ENTRIES PROVIDED
####################

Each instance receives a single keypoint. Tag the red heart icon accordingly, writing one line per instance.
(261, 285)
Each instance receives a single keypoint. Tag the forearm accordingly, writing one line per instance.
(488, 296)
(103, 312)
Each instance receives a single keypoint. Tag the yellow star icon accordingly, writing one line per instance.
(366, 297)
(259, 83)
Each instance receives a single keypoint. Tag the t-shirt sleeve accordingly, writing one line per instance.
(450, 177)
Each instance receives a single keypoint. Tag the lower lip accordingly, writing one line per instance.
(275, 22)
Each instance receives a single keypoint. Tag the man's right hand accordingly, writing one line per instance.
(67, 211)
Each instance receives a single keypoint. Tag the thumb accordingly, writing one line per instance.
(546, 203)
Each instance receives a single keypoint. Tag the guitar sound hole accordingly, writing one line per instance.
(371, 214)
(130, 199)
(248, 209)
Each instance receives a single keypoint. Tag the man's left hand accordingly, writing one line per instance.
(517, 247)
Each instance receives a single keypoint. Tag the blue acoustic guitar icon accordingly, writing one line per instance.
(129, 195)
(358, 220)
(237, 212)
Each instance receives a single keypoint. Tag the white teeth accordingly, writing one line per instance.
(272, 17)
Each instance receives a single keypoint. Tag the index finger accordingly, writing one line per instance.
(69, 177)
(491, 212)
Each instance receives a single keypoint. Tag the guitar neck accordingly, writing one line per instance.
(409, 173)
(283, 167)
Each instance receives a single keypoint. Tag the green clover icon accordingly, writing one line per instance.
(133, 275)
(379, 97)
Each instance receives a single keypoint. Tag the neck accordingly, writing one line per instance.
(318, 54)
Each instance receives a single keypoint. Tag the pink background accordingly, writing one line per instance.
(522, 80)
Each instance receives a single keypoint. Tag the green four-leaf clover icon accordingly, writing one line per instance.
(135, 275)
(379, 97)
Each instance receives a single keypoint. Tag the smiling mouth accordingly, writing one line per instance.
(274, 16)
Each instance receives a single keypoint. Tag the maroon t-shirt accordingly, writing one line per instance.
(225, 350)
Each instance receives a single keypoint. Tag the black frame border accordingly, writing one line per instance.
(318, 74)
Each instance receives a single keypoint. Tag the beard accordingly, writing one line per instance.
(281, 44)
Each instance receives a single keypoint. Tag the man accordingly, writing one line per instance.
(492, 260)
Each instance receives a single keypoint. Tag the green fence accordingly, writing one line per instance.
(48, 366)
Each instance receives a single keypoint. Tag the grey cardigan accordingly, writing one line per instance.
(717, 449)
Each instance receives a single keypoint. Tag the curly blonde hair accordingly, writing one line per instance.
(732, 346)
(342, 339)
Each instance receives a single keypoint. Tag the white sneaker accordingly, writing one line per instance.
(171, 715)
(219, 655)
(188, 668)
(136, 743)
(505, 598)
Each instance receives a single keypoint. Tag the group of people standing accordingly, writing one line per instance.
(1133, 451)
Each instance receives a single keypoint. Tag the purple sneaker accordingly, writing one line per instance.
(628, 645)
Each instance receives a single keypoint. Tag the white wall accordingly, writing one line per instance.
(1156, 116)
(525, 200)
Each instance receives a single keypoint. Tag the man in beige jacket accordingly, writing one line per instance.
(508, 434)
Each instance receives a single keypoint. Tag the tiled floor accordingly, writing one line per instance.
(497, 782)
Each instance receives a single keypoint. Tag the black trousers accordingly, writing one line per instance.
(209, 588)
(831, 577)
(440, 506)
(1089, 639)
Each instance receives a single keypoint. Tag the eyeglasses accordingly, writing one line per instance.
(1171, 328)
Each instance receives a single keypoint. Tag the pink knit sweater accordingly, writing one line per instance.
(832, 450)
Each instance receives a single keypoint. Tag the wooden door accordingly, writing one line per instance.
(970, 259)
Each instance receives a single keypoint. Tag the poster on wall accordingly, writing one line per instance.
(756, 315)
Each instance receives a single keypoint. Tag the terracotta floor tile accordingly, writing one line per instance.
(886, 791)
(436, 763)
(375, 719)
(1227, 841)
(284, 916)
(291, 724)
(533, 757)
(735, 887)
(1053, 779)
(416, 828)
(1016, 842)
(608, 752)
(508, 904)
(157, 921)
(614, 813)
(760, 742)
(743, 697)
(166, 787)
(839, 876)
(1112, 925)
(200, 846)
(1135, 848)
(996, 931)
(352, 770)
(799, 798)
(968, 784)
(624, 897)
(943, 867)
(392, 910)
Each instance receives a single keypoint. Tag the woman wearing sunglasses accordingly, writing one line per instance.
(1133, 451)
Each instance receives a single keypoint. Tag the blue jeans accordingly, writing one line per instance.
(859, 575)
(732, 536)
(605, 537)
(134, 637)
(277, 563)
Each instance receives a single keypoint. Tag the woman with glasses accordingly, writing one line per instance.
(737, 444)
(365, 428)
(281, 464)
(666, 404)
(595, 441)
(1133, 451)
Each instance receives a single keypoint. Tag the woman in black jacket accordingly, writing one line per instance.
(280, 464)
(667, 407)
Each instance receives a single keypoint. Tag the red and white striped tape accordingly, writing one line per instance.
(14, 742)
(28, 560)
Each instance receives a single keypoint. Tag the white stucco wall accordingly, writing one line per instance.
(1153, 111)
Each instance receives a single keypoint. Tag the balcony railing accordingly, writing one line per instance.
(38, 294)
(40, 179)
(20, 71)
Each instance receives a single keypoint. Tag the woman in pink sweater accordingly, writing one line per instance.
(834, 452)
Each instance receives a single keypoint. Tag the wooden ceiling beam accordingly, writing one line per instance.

####################

TASK DIRECTIONS
Output the entries verbatim.

EXERCISE OUTPUT
Each instance receives a single keypoint. Tag the red heart icon accordingly, writing one line per instance.
(261, 285)
Each instance receives a single keypoint. Tag the forearm accordingly, writing one line per instance.
(488, 296)
(103, 312)
Each instance receives a single keypoint. Tag the yellow star icon accordingly, writing one line per instance.
(366, 297)
(259, 83)
Each instance receives a single keypoint. Tag the t-shirt sleeve accordingly, writing one line per instance.
(450, 177)
Each instance receives a single keypoint. Tag the lower lip accordingly, writing one line per instance.
(275, 22)
Each instance receives a single keypoint. Tag the man's right hand accordingly, writing one line per instance.
(67, 211)
Each instance receives a single keypoint. Tag the thumb accordingly, writing one line per instance.
(546, 203)
Each instance receives a single keypoint. Tag the guitar sound hole accordingly, writing one line per instance.
(371, 214)
(130, 199)
(248, 209)
Each instance receives a single keypoint. Tag the man's left hand accordingly, writing one line per instance.
(517, 247)
Each instance receives a single keypoint. Tag the blue acoustic guitar icon accordingly, writing one line per instance.
(129, 195)
(358, 220)
(237, 212)
Each instance receives a single keypoint. Tag the white teeth accordingly, writing one line per instance.
(272, 17)
Each instance receives a single keypoint. Tag the index finger accordingly, writing one line per instance.
(69, 177)
(491, 212)
Each instance receives a single keypoint. Tag the guitar neck accordingly, writing one line per instance.
(409, 173)
(283, 167)
Each instance receives a single keypoint. Tag the green clover icon accordingly, writing one line per instance.
(133, 275)
(379, 97)
Each instance receives a single keypoint. Tag the neck accordingly, writing one line per instance.
(318, 54)
Each instance receives a single keypoint. Tag the pink background accordingly, writing one line per instance.
(522, 80)
Each instance receives a single keypoint. Tag the green four-leaf clover icon accordingly, writing one line per instance.
(135, 275)
(379, 97)
Each instance receives a single keypoint. Tag the smiling mouth accordingly, writing one line per instance.
(274, 16)
Each instance receives a single keypoint. Tag the maroon t-shirt accordingly, writing one line per instance.
(225, 350)
Each instance receives a single keypoint. Tag the black frame border accordingly, writing one line per instance.
(318, 74)
Each instance receives a single keypoint. Tag the beard accordingly, writing one line per instance.
(281, 44)
Each instance receives a single keypoint. Tag the man accordingly, writing one line per instance.
(492, 260)
Each instance receives a single keypoint. Tag the green fence accordingly, writing one line per instance.
(48, 366)
Each instance receives a single keypoint. Tag the grey cardigan accordingly, writing one line per instance.
(717, 449)
Each instance receives a single keypoint. Tag the curly blonde hair accordingly, writing one line per instance.
(732, 346)
(342, 339)
Each instance receives a single keypoint. Tag the white sneaker accordingly, writing one line per instance.
(171, 715)
(219, 655)
(188, 668)
(136, 743)
(505, 598)
Each instance receives a single keypoint. Tag the group of people standing accordingly, writing one line per instance.
(1133, 451)
Each instance receives a single keypoint. Tag the purple sneaker accordingly, writing one line per instance.
(628, 645)
Each instance receives a single keypoint. Tag the white wall accordingly, writing one line per instance.
(1156, 116)
(525, 200)
Each instance receives a single keypoint. Tag the man in beige jacket accordingly, writing one line per instance.
(508, 434)
Each instance receives a single keypoint. Tag the tiled floor accordingly, writing one line per instance.
(497, 782)
Each instance receives a single keypoint. Tag the black trousers accordingly, writing one line per instance.
(209, 588)
(831, 577)
(440, 506)
(1089, 639)
Each instance receives a single keypoint. Tag the eyeglasses accordingly, writing one line per instance.
(1171, 328)
Each instance receives a single keypoint. Tag the pink knit sweater accordingly, writing one line per instance.
(832, 450)
Each instance receives a single keypoint. Tag the wooden door accordingly, writing one line per instance.
(970, 259)
Each instance receives a single keypoint. Tag the poster on wall accordingly, writing one line per instance.
(756, 315)
Each instance receives a single keypoint. Tag the terracotta floor tile accordingly, writing one line per instance.
(886, 791)
(436, 763)
(375, 719)
(1227, 841)
(284, 916)
(291, 724)
(533, 757)
(735, 887)
(1053, 779)
(416, 828)
(1016, 842)
(608, 752)
(508, 904)
(157, 921)
(614, 813)
(760, 742)
(743, 697)
(166, 787)
(839, 876)
(1112, 925)
(200, 846)
(1135, 848)
(996, 931)
(352, 770)
(799, 798)
(968, 784)
(624, 897)
(943, 867)
(392, 910)
Each instance receives a single keypoint. Tag the woman wearing sunglasses accordingly, writing one line per instance.
(1133, 451)
Each instance receives a single keypoint. Tag the blue jeans accordingly, writing one line per instance.
(859, 575)
(732, 536)
(605, 537)
(134, 637)
(277, 563)
Each instance receives a single keypoint. Tag the woman with glasses accordingly, writing one line per instance.
(737, 444)
(365, 428)
(281, 464)
(666, 404)
(595, 441)
(1133, 451)
Each instance receives a single keypoint. Tag the woman in black jacket accordingly, writing one line per instance.
(280, 464)
(667, 407)
Each instance receives a single keypoint. Tag the red and white striped tape accordingly, writing one line per instance.
(14, 742)
(28, 560)
Each instance receives a single keypoint. Tag the white stucco wall accordingly, writing one line per instance.
(1153, 111)
Each instance receives a single keypoint. Tag the balcony railing accordingly, writing one line per instance.
(38, 294)
(40, 179)
(20, 71)
Each instance receives a single keypoint. Tag the woman in pink sweater accordingly, writing one line per instance.
(834, 452)
Each instance receives a single keypoint. Tag the wooden ceiling beam accordingly, writing one line per instance.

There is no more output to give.